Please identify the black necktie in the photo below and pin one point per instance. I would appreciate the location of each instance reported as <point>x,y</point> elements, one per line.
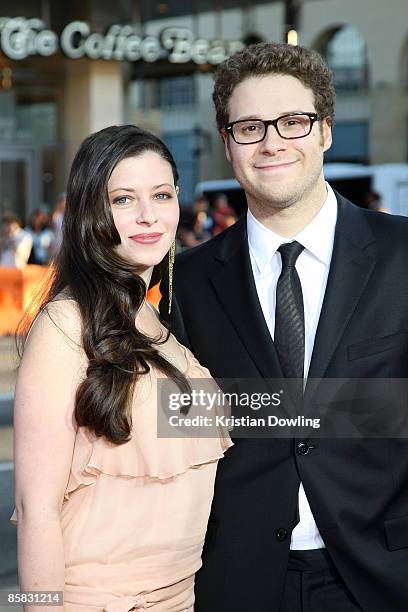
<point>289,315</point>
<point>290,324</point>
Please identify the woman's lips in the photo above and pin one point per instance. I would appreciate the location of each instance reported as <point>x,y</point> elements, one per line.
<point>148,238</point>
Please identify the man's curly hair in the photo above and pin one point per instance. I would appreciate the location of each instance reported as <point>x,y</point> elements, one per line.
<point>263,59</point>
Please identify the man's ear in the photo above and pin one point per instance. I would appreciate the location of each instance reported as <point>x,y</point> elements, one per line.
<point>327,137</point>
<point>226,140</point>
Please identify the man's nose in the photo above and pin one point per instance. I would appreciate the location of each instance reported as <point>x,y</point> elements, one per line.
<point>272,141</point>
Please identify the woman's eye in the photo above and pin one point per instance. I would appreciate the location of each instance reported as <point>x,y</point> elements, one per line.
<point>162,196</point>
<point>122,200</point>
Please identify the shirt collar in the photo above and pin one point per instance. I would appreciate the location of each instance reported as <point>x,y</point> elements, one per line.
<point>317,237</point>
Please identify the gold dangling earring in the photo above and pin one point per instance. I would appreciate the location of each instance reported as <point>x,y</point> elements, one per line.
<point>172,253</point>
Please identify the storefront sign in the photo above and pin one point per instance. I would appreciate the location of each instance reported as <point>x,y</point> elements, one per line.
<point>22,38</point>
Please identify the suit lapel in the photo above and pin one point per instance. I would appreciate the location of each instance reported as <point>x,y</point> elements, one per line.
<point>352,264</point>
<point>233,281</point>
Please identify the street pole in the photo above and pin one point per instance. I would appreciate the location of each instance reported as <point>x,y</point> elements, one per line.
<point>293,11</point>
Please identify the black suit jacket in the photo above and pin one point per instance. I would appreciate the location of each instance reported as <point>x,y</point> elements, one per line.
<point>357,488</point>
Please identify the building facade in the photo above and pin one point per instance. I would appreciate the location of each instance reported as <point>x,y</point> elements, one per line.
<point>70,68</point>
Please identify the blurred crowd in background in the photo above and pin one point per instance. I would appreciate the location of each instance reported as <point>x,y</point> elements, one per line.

━━━━━━━━━━━━━━━━━━━━

Swap "pin" for "mark" throughout all the lines above, leaving everything else unchanged and omitting the pictures.

Please identify the black necktie in the photo below and mark one point per instance. I would appreciate the location of each instance reported as <point>x,y</point> elements, one per line.
<point>289,315</point>
<point>290,324</point>
Please identify the woman's lips in the photo above and mark one point per instance. I would appreciate the location of each instance reported as <point>x,y</point> elements, one per line.
<point>148,238</point>
Please identify the man's curly hair in the photo above and mark one point per instance. I would appreciate the location of each instance reported as <point>x,y</point> elements, one per line.
<point>263,59</point>
Please identify the man's ear in the photo above and mark one point per instance. I would appreciate the location of each instance reported as <point>x,y</point> elements, one per line.
<point>327,137</point>
<point>226,140</point>
Please identify the man's nose in the photo above and mark one point per instance. I would appreciate the location of each instance reported as <point>x,y</point> elements, one per line.
<point>272,141</point>
Please identify the woman's eye in the photo above and mark one point per instance. I would appreciate the location of each instance reported as <point>x,y</point> elements, one per line.
<point>162,196</point>
<point>122,200</point>
Please identify the shirt collar in the photo above and mark one point per instance. I would appreciate the location of each instance reported as <point>x,y</point> elements, one per line.
<point>317,237</point>
Please identify the gold dangling earring in the photo above and mark one point per instance. I would appreciate the location of each instance reported as <point>x,y</point> elements, one per line.
<point>172,253</point>
Please identify the storefront sign in the photo above and mark one point per instance. I would appreciate the location of each instance reported as <point>x,y</point> elements, one per line.
<point>22,38</point>
Please identify the suit lapel in the photo above and mark one point per instance. I would appreciate the location of each instance reported as <point>x,y</point> elements, one per line.
<point>352,264</point>
<point>233,281</point>
Please identify the street pole in the photo above and mark one point per instance. I would appreciate the location of each instance reported as <point>x,y</point> elements, one per line.
<point>293,11</point>
Please identify the black suit jacket in the photo above and mark one point per instance. I would appreciate the location of each instance reported as <point>x,y</point> elements, one per line.
<point>357,488</point>
Please identify the building facade in the photo above and mark one point per instance. I would appreciate the location of each instance reported as <point>x,y</point> elements, one per line.
<point>70,68</point>
Please identify the blurred crowd in background in the photo above and mark one point per instance. I would appreciate the location of each instance reported as <point>x,y</point> elements, one per line.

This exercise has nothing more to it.